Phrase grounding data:
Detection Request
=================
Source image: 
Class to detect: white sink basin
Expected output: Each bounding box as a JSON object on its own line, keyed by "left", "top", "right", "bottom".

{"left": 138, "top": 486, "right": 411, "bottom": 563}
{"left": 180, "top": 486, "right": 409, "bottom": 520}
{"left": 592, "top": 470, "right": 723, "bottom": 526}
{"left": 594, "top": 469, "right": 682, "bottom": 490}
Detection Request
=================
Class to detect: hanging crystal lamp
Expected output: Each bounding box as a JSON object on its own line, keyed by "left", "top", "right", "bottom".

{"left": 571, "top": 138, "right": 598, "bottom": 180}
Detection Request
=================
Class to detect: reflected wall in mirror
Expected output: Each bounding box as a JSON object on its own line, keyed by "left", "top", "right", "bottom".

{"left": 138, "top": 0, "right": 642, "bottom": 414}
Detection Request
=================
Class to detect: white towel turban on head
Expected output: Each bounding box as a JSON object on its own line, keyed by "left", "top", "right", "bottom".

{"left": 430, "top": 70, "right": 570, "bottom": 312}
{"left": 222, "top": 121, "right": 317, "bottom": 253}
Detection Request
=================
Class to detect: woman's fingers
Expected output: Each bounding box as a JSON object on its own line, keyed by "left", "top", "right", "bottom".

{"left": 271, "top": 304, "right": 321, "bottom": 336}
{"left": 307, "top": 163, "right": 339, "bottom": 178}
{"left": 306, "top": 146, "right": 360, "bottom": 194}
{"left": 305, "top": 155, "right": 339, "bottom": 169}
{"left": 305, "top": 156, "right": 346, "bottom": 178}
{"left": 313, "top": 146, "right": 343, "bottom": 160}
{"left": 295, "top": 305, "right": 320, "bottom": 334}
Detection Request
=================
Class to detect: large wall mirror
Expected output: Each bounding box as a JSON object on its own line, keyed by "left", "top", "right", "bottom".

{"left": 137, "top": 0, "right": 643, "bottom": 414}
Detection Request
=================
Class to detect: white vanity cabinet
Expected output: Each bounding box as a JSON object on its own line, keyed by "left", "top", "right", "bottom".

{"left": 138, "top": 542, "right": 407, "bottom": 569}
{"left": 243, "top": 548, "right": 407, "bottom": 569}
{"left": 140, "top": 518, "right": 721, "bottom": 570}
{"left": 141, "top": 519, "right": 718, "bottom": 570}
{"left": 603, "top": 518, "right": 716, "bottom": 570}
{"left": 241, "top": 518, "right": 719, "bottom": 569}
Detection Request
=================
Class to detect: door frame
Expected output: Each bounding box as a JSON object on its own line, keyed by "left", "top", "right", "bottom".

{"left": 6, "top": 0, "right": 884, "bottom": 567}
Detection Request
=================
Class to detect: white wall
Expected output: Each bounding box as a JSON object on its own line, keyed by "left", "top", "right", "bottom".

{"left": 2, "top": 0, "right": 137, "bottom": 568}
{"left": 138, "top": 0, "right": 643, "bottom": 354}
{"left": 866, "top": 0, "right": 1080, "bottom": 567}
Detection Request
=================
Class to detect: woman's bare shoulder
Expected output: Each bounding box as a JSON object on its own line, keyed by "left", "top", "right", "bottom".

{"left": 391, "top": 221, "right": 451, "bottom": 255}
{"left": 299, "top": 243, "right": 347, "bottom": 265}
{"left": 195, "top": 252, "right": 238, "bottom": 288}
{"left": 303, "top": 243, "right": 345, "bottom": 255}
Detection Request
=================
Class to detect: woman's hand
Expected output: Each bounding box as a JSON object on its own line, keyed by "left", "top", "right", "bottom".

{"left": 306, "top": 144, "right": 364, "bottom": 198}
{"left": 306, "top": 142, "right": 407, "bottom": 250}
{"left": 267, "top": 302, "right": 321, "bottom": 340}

(REQUIRED ACTION): Print the records verbatim, stopping after the "Class to detect: woman's fingers" line.

(WRITTEN SOLUTION):
Detection Request
=================
Source image: 
Class to detect: white sink basin
Expected output: Each bounding box as a JSON object on its own line, keyed by "left", "top", "right", "bottom".

{"left": 138, "top": 486, "right": 411, "bottom": 563}
{"left": 180, "top": 486, "right": 409, "bottom": 520}
{"left": 592, "top": 470, "right": 723, "bottom": 526}
{"left": 594, "top": 469, "right": 682, "bottom": 490}
Detection Request
=================
Class to detect: hanging crystal lamp
Expected output: Each bounding box as a JSON object on its own line, keyed by "left", "top", "right", "bottom".

{"left": 571, "top": 138, "right": 598, "bottom": 180}
Detection Request
=================
Class to detect: reflected wall in mirror
Expected output: Each bounding box as a JSON object on its own line, keyed by "left", "top", "right", "bottom".

{"left": 138, "top": 0, "right": 642, "bottom": 414}
Detection Request
=================
Class to detect: white towel turban on head
Expected output: Each bounding box as a JSON object on its own line, keyed by "left", "top", "right", "bottom".

{"left": 430, "top": 70, "right": 570, "bottom": 312}
{"left": 222, "top": 121, "right": 317, "bottom": 253}
Detection Request
=================
Class to detect: woman's fingers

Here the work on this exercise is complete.